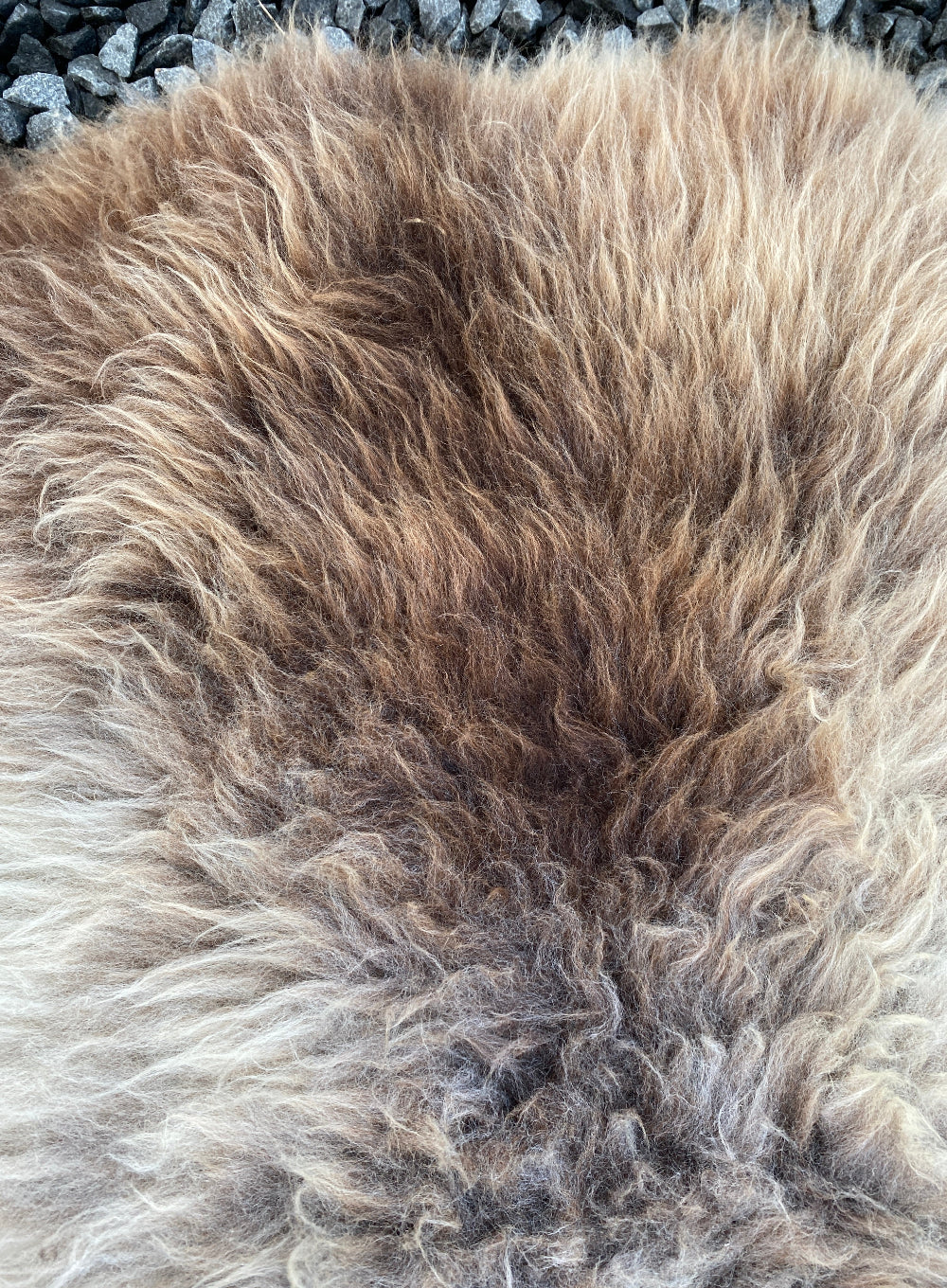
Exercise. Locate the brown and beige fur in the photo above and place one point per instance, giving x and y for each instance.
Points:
(474, 603)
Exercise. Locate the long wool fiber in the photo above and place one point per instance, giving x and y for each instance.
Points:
(474, 600)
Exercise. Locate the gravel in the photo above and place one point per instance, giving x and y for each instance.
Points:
(62, 62)
(120, 50)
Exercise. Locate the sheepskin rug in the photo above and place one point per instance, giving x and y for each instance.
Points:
(474, 678)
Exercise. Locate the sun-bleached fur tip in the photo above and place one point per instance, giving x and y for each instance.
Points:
(474, 689)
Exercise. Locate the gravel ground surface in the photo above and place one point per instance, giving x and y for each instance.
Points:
(61, 62)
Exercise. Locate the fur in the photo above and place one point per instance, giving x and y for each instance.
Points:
(474, 598)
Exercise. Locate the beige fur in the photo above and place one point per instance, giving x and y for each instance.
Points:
(474, 598)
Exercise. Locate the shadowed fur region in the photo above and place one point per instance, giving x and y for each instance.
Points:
(474, 623)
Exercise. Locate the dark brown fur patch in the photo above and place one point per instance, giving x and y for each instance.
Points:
(472, 783)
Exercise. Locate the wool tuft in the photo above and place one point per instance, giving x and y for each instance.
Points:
(474, 676)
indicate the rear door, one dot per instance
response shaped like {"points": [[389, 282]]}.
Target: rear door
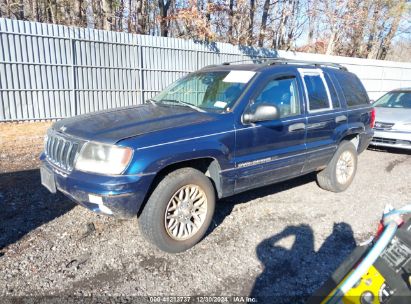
{"points": [[272, 150], [322, 118]]}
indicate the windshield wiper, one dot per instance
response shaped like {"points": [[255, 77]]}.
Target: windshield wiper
{"points": [[152, 101], [183, 103]]}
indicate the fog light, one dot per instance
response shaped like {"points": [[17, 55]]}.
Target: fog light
{"points": [[95, 199], [367, 297], [98, 200]]}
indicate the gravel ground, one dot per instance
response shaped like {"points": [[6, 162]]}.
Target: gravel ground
{"points": [[279, 243]]}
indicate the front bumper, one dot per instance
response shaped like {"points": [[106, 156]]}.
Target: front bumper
{"points": [[120, 196], [392, 139]]}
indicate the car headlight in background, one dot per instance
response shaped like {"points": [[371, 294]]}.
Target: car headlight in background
{"points": [[403, 127], [103, 158]]}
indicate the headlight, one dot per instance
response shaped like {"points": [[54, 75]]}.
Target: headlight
{"points": [[103, 158], [403, 127]]}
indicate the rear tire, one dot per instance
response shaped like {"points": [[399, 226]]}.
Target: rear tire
{"points": [[340, 171], [179, 210]]}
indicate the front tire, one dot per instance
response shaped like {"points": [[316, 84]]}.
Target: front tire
{"points": [[179, 210], [340, 171]]}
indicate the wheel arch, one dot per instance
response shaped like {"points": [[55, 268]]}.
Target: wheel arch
{"points": [[207, 165]]}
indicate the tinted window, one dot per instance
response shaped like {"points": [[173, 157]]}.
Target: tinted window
{"points": [[333, 93], [282, 93], [317, 93], [395, 100], [352, 88]]}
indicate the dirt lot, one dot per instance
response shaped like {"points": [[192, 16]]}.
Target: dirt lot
{"points": [[279, 242]]}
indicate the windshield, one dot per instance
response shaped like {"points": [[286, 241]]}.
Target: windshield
{"points": [[207, 91], [395, 100]]}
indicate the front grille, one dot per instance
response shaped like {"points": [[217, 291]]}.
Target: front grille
{"points": [[383, 125], [384, 140], [61, 151]]}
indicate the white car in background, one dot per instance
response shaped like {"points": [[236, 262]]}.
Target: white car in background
{"points": [[393, 120]]}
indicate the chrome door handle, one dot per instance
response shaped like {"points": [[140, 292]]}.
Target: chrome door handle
{"points": [[340, 118], [296, 127]]}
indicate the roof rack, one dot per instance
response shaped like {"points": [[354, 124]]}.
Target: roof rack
{"points": [[315, 63], [278, 60], [250, 59]]}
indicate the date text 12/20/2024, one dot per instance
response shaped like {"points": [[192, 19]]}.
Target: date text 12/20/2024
{"points": [[202, 299]]}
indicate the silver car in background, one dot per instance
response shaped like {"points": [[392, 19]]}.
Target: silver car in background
{"points": [[393, 120]]}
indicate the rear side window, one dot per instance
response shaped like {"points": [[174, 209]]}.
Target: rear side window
{"points": [[353, 91], [317, 93], [333, 92], [281, 92]]}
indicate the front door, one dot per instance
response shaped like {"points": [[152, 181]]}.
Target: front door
{"points": [[270, 151]]}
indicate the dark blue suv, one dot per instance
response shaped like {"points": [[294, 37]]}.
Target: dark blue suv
{"points": [[216, 132]]}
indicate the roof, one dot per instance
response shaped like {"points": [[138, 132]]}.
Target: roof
{"points": [[402, 90], [269, 63]]}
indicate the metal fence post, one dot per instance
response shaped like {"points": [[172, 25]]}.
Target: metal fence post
{"points": [[73, 74], [140, 72]]}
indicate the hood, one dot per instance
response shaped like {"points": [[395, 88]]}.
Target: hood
{"points": [[112, 126], [392, 115]]}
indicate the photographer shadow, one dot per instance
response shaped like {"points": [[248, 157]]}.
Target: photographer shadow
{"points": [[292, 275]]}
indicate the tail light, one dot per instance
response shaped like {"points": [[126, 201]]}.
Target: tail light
{"points": [[372, 118]]}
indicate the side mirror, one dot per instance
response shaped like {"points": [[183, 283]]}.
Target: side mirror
{"points": [[261, 112]]}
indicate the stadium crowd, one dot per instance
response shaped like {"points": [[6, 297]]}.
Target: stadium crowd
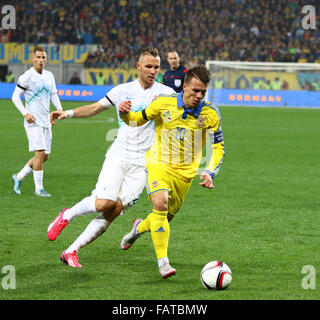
{"points": [[200, 30]]}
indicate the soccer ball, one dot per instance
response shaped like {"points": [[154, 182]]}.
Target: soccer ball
{"points": [[216, 275]]}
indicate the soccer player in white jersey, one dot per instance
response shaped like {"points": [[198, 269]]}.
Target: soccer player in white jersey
{"points": [[122, 177], [39, 87]]}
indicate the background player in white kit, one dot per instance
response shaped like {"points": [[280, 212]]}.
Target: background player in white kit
{"points": [[122, 178], [39, 87]]}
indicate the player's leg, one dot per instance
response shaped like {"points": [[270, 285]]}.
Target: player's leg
{"points": [[103, 198], [39, 142], [130, 190]]}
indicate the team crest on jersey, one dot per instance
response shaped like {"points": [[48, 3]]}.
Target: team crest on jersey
{"points": [[177, 82], [155, 183], [200, 122], [167, 116]]}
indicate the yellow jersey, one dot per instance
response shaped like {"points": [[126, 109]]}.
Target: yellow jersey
{"points": [[181, 135]]}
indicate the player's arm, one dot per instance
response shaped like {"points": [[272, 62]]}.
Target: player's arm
{"points": [[54, 95], [16, 99], [218, 152], [85, 111], [56, 101], [136, 119]]}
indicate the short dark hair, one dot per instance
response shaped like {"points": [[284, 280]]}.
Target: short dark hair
{"points": [[41, 49], [199, 72], [150, 51]]}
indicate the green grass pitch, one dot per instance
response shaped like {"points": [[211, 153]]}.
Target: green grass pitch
{"points": [[262, 218]]}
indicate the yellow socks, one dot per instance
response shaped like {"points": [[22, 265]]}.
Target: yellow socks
{"points": [[157, 223]]}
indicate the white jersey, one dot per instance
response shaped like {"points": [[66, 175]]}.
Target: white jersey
{"points": [[38, 90], [132, 143]]}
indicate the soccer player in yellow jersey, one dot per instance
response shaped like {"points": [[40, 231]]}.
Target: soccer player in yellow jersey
{"points": [[181, 122]]}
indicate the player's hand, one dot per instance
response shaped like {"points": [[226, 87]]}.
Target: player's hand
{"points": [[29, 117], [207, 180], [59, 114], [124, 106]]}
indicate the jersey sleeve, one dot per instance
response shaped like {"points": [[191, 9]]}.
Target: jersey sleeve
{"points": [[53, 86], [23, 81], [134, 119], [115, 96]]}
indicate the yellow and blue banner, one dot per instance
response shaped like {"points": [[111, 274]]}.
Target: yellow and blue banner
{"points": [[57, 54]]}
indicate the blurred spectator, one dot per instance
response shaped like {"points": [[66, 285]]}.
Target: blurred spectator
{"points": [[174, 77], [276, 84], [100, 79], [9, 77], [75, 79], [219, 83], [240, 30], [315, 85]]}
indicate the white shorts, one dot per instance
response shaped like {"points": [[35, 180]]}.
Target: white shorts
{"points": [[39, 138], [120, 180]]}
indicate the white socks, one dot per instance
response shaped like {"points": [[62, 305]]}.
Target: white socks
{"points": [[38, 180], [37, 176], [94, 229], [86, 205], [25, 171], [163, 261]]}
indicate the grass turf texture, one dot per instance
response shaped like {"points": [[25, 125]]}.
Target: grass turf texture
{"points": [[262, 218]]}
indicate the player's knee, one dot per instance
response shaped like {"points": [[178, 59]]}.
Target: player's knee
{"points": [[106, 206], [41, 155]]}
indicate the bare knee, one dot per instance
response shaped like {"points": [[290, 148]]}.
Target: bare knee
{"points": [[105, 205], [160, 201]]}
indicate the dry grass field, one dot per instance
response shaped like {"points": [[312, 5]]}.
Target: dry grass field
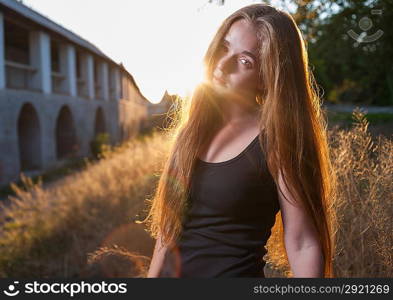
{"points": [[84, 225]]}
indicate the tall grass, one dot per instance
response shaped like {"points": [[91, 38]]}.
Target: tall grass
{"points": [[61, 231], [364, 205]]}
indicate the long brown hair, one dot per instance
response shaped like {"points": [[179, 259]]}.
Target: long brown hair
{"points": [[291, 122]]}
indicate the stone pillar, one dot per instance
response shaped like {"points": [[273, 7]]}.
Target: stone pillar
{"points": [[104, 80], [117, 83], [2, 65], [90, 76], [68, 68], [40, 59]]}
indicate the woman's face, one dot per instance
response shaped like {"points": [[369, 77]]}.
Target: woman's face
{"points": [[237, 64]]}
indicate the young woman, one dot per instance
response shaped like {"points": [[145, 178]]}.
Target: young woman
{"points": [[251, 142]]}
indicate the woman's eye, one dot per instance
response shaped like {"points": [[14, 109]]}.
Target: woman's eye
{"points": [[246, 62], [223, 48]]}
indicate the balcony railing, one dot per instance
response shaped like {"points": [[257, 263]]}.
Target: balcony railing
{"points": [[19, 76], [57, 80]]}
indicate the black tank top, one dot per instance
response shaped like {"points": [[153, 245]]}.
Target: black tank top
{"points": [[232, 210]]}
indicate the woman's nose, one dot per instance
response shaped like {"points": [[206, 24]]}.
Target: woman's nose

------------------------------------------------------------------------

Your goal: Take each line above that holds the string "beige" and copy it.

Result of the task:
Exercise. Locate the brown and beige fur in the photo above and place one point per instance, giving x and y for each instance.
Exercise. Locate the beige fur in the photo above and place one point per instance, giving x and y for each instance.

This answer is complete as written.